▶ PROVIDED INFORMATION:
>>

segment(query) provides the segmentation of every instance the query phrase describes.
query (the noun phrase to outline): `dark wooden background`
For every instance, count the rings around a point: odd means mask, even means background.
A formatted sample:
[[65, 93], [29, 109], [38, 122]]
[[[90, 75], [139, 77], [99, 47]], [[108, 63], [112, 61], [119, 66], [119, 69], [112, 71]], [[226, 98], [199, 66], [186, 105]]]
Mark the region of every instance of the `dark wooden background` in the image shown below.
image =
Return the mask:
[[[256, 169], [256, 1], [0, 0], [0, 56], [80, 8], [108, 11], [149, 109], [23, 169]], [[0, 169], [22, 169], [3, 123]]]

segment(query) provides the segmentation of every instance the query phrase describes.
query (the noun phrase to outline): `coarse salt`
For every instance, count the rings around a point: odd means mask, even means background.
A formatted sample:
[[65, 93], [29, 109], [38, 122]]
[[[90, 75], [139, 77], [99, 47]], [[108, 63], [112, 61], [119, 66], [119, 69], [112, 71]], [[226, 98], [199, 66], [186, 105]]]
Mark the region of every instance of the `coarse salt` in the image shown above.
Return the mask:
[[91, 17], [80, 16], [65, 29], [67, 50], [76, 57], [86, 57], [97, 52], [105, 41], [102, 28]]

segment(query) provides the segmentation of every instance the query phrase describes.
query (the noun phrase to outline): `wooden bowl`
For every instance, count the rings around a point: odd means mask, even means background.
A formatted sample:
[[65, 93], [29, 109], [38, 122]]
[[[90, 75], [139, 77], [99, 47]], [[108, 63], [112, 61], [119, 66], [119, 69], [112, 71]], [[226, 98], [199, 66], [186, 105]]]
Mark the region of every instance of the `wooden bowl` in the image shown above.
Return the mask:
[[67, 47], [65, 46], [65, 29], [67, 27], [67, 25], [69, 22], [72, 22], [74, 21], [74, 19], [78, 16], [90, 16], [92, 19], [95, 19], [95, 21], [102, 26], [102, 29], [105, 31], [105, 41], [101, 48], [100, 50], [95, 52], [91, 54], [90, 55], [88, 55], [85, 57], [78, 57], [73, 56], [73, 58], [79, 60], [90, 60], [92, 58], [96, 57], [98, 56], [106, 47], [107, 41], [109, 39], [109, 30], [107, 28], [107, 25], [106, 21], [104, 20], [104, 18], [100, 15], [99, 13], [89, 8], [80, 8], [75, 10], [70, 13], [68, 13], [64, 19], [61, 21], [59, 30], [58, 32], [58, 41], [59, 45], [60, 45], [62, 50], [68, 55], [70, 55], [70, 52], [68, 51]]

<<

▶ DIRECTION:
Scale the stretch of data from the start through the line containing "41], [102, 28]]", both ends included, by writing out every line again, requests included, with each outline coordinate in the answers multiplied by 2 and rounded to a whole number, halves up. Leave the numbers in the requests and their format samples unchanged.

▶ EXERCISE RESPONSE:
segment(query) provides the segmentation of every instance the query phrase describes.
query (the noun phrase to outline): `dark wooden background`
For every instance, count the rings around a point: odd means mask, even means background.
A formatted sample:
[[65, 93], [29, 109], [38, 122]]
[[[90, 75], [139, 77], [99, 47]], [[108, 63], [112, 61], [119, 66], [119, 69], [112, 71]], [[226, 98], [199, 66], [186, 105]]]
Mark the region of every instance of the `dark wooden background` in the image shown below.
image =
Return the mask:
[[[512, 338], [512, 2], [0, 0], [0, 112], [160, 16], [216, 22], [298, 218], [46, 338]], [[0, 338], [44, 338], [6, 246]]]

segment(query) provides the segmentation of every instance the query phrase describes.
query (the noun phrase to outline): `coarse salt`
For every instance, count the rings around a point: odd means mask, even means background.
A formatted sample:
[[65, 93], [29, 109], [38, 122]]
[[[90, 75], [139, 77], [99, 47]], [[108, 63], [112, 61], [119, 66], [119, 69], [112, 71]], [[226, 98], [199, 66], [186, 105]]]
Mark the region of every instance of the `coarse salt` in the image shown above.
Return the mask:
[[182, 34], [160, 32], [130, 58], [134, 100], [152, 114], [172, 114], [194, 104], [210, 82], [204, 56]]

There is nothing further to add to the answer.